Data to process:
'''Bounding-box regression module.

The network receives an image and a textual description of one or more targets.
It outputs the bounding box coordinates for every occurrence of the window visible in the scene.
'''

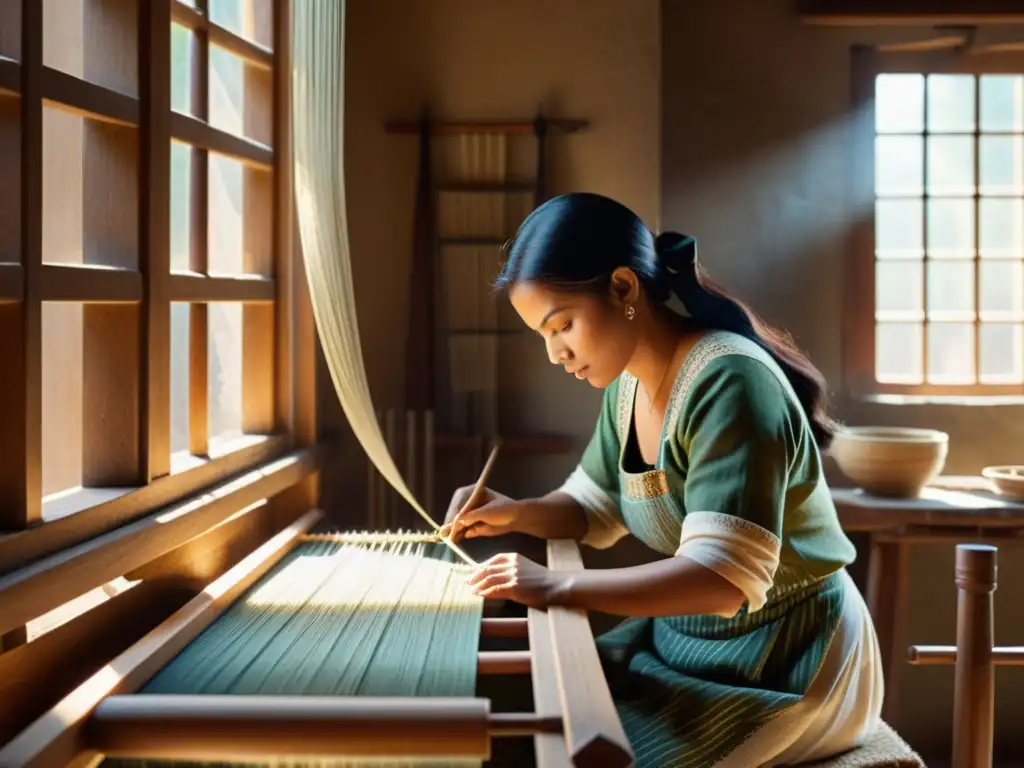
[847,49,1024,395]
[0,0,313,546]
* * *
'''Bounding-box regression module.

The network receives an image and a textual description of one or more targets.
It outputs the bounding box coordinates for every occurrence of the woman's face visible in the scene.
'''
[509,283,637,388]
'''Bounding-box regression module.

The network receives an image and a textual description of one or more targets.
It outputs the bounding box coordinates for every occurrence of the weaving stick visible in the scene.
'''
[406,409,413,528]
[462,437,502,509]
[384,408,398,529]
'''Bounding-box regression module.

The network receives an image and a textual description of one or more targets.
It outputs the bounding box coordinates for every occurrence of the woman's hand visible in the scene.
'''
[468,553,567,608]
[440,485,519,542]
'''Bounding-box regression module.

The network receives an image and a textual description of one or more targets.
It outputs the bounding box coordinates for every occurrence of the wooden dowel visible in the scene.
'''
* * *
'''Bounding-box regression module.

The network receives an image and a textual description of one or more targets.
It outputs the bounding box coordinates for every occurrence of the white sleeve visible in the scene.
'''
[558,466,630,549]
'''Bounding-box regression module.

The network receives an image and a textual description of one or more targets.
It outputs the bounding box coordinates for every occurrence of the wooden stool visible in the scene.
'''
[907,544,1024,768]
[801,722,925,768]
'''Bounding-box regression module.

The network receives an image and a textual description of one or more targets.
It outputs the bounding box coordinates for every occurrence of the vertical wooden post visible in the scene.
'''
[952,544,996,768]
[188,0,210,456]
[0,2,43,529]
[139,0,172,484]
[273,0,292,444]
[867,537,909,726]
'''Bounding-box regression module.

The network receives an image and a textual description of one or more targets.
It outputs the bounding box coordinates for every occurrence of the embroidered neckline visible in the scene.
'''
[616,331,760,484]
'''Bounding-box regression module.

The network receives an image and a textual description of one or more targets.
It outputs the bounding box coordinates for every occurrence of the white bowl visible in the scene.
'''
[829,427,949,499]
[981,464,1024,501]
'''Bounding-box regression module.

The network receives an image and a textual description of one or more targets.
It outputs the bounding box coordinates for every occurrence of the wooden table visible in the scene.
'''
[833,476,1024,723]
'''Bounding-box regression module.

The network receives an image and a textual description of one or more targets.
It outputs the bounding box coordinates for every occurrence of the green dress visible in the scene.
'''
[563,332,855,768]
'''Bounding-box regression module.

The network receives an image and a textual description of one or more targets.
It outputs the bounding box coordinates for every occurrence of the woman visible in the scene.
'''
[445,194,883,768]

Work instructions:
Find every line in the records above that contains the word "white", with case counting, and copy each such line.

The response:
It outputs the bounding box coordinates for every occurrence of the white sleeve visible in the scene.
It outputs the bounding box coordinates for every occurrence of the white bowl visible in the scene.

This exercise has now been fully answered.